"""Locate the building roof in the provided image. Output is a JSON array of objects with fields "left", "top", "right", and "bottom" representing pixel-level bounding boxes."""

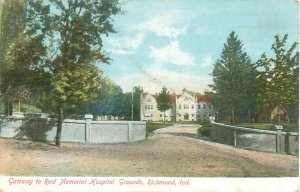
[{"left": 142, "top": 92, "right": 212, "bottom": 102}]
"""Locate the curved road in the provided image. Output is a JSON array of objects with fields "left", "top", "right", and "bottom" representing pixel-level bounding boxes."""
[{"left": 0, "top": 124, "right": 299, "bottom": 177}]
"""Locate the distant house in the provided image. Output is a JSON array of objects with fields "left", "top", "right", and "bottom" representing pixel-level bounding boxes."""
[{"left": 140, "top": 89, "right": 214, "bottom": 121}]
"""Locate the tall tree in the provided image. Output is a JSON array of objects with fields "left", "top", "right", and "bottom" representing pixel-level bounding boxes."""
[
  {"left": 0, "top": 0, "right": 44, "bottom": 115},
  {"left": 256, "top": 34, "right": 299, "bottom": 120},
  {"left": 211, "top": 32, "right": 255, "bottom": 123},
  {"left": 156, "top": 87, "right": 172, "bottom": 122},
  {"left": 27, "top": 0, "right": 122, "bottom": 146},
  {"left": 133, "top": 86, "right": 143, "bottom": 121}
]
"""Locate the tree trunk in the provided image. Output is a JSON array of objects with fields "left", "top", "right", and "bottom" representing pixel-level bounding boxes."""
[
  {"left": 55, "top": 107, "right": 64, "bottom": 147},
  {"left": 4, "top": 101, "right": 13, "bottom": 116},
  {"left": 248, "top": 108, "right": 251, "bottom": 123}
]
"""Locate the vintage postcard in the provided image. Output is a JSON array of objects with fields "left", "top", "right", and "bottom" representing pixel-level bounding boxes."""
[{"left": 0, "top": 0, "right": 299, "bottom": 192}]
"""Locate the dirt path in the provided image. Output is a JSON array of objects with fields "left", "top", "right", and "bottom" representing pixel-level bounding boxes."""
[{"left": 0, "top": 126, "right": 298, "bottom": 177}]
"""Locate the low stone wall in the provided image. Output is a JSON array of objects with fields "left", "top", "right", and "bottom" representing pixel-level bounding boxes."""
[
  {"left": 0, "top": 118, "right": 146, "bottom": 143},
  {"left": 210, "top": 122, "right": 299, "bottom": 155}
]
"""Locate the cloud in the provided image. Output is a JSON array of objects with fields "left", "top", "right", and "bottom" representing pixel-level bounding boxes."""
[
  {"left": 115, "top": 66, "right": 212, "bottom": 94},
  {"left": 108, "top": 33, "right": 145, "bottom": 55},
  {"left": 150, "top": 41, "right": 195, "bottom": 66},
  {"left": 200, "top": 55, "right": 214, "bottom": 67},
  {"left": 132, "top": 12, "right": 186, "bottom": 38}
]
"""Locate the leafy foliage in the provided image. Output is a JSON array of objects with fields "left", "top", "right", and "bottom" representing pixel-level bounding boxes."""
[
  {"left": 26, "top": 0, "right": 122, "bottom": 146},
  {"left": 256, "top": 34, "right": 299, "bottom": 119},
  {"left": 0, "top": 0, "right": 44, "bottom": 115},
  {"left": 211, "top": 32, "right": 255, "bottom": 122},
  {"left": 156, "top": 87, "right": 172, "bottom": 121}
]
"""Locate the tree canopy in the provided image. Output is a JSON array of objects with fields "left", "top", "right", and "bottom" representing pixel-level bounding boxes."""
[
  {"left": 256, "top": 34, "right": 299, "bottom": 122},
  {"left": 26, "top": 0, "right": 122, "bottom": 146}
]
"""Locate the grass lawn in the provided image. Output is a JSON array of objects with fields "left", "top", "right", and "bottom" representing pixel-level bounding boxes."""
[
  {"left": 236, "top": 123, "right": 299, "bottom": 132},
  {"left": 146, "top": 121, "right": 173, "bottom": 137}
]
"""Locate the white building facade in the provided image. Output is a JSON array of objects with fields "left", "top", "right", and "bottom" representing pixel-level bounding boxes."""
[{"left": 140, "top": 90, "right": 215, "bottom": 121}]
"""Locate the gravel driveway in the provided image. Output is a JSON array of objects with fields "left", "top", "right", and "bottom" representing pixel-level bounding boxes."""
[{"left": 0, "top": 125, "right": 298, "bottom": 177}]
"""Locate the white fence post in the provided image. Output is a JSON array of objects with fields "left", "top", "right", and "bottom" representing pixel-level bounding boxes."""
[
  {"left": 275, "top": 125, "right": 283, "bottom": 153},
  {"left": 128, "top": 122, "right": 132, "bottom": 141}
]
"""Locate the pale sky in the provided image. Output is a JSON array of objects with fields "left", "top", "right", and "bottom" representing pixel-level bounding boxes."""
[{"left": 99, "top": 0, "right": 299, "bottom": 93}]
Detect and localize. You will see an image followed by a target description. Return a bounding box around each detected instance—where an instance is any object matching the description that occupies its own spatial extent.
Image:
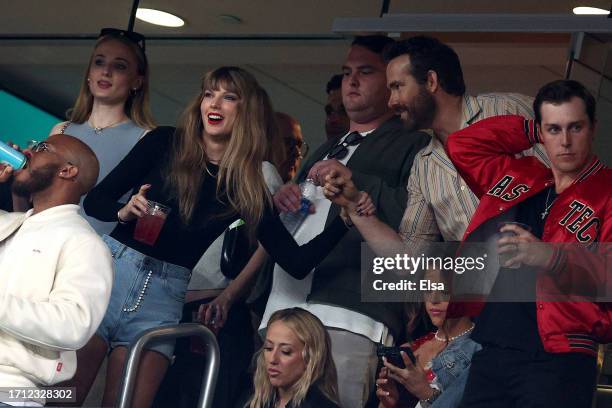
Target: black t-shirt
[472,186,556,352]
[84,127,346,278]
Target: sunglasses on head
[327,132,363,160]
[98,27,145,52]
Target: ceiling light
[572,7,610,15]
[136,8,185,27]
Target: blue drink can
[0,141,27,170]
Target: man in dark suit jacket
[264,36,429,407]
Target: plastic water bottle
[280,179,317,235]
[0,141,28,170]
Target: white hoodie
[0,204,113,387]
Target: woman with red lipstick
[376,270,481,408]
[75,67,372,407]
[50,28,155,235]
[247,308,339,408]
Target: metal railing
[117,323,219,408]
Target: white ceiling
[0,0,610,150]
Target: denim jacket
[431,336,482,408]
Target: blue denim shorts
[96,235,191,359]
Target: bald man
[0,135,113,406]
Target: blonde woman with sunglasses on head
[70,67,372,407]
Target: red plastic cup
[134,200,170,246]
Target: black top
[472,186,556,353]
[83,127,346,278]
[268,385,340,408]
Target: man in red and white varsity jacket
[446,80,612,408]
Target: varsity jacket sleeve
[545,198,612,302]
[0,234,113,351]
[446,115,539,198]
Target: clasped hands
[308,159,376,221]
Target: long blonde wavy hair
[66,34,156,129]
[248,307,338,408]
[166,67,274,238]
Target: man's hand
[0,164,13,183]
[272,183,302,213]
[497,224,554,268]
[323,170,361,207]
[308,159,353,186]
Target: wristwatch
[419,387,442,408]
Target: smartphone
[376,344,416,368]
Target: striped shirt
[399,93,548,249]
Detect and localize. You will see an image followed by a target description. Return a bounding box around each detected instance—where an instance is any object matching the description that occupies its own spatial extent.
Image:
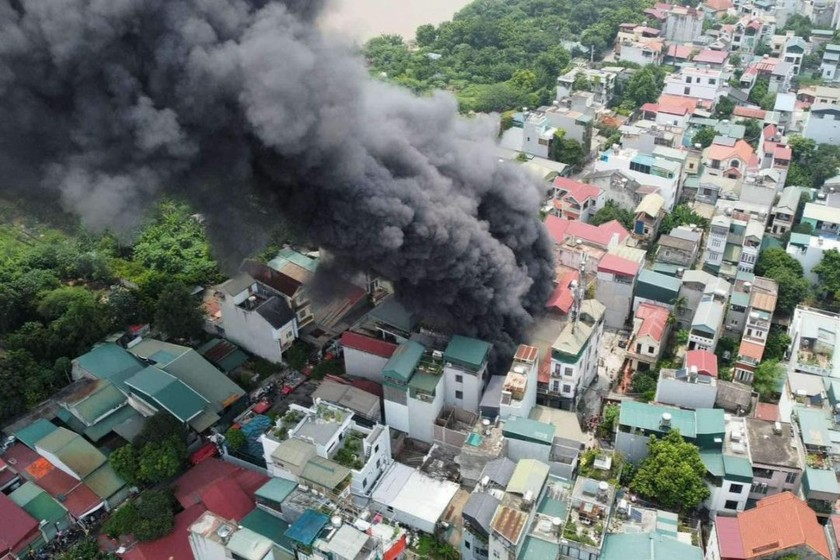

☆ ☆ ☆ ☆ ☆

● **Directions**: Reproduce word for word the part of the data above that opens with the line containing "Target: blue drink can" and runs through the end of the data, with both ends included. Leave the pictures out of your copy.

● **Output for this task**:
Target: blue drink can
[0,141,27,170]
Target: man in dark suit jacket
[264,36,429,407]
Target: plastic water bottle
[280,179,317,235]
[0,141,28,170]
Target: white hoodie
[0,204,113,387]
Target: woman with red lipstick
[376,270,481,408]
[75,67,372,407]
[50,28,155,235]
[247,308,339,408]
Target: metal railing
[117,323,219,408]
Target: white ceiling
[0,0,610,150]
Target: denim jacket
[431,336,482,408]
Target: blue denim shorts
[96,235,191,359]
Target: bald man
[0,135,113,406]
Target: blonde woman with sunglasses on head
[70,67,372,407]
Target: red plastic cup
[134,200,170,246]
Target: black top
[472,186,556,353]
[83,127,346,278]
[268,385,340,408]
Target: man in red and white varsity jacket
[446,80,612,408]
Target: varsity jacket sleeve
[545,198,612,302]
[0,234,113,351]
[446,115,539,198]
Target: clasped hands
[308,159,376,221]
Target: long blonde wavy hair
[66,34,156,129]
[248,307,338,408]
[166,67,274,238]
Target: man's hand
[0,164,13,183]
[272,183,302,213]
[497,224,554,268]
[323,170,361,207]
[308,159,353,186]
Target: wristwatch
[419,387,442,408]
Target: smartphone
[376,344,416,368]
Target: striped shirt
[399,93,548,249]
Detect and localize. You will see an image followed by a target description. Return a bounding box around each detected instance—where an instance is any object matching the description that occupies its own spatial extent.
Image:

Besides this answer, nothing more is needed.